** start **

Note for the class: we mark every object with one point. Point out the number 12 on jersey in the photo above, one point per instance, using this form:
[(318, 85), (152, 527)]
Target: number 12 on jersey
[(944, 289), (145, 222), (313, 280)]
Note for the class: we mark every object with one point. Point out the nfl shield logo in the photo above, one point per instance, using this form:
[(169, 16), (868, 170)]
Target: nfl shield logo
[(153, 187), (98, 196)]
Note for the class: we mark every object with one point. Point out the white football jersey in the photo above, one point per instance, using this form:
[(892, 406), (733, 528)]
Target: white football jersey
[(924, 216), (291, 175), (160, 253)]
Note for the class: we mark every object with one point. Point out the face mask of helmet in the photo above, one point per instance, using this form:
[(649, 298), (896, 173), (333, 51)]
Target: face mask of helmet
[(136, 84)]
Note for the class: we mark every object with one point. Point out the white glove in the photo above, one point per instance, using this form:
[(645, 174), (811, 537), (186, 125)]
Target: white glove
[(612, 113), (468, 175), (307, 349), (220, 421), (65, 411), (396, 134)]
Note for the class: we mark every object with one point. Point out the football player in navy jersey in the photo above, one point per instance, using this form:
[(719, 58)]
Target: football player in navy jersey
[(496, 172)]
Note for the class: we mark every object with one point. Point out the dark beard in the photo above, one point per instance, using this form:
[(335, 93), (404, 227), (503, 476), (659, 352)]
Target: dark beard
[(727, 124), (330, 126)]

** end **

## Exercise prompt
Please return, word for word, the lines of the material above starting at the line that contains "the white football" and ending at the line that contains "[(136, 84)]", including both of those lines.

## Solution to the problem
Note for the class: we mark every object with one point. Point out the white football jersey in the photo above, one point per instance, using this form:
[(892, 406), (733, 528)]
Target: white football jersey
[(924, 216), (291, 175), (160, 253)]
Note for the class: we mark every object with one point. Point out the face mask of helmet in the photo above, one point per instance, using this form:
[(649, 298), (896, 173), (333, 51)]
Target: face mask of helmet
[(136, 84)]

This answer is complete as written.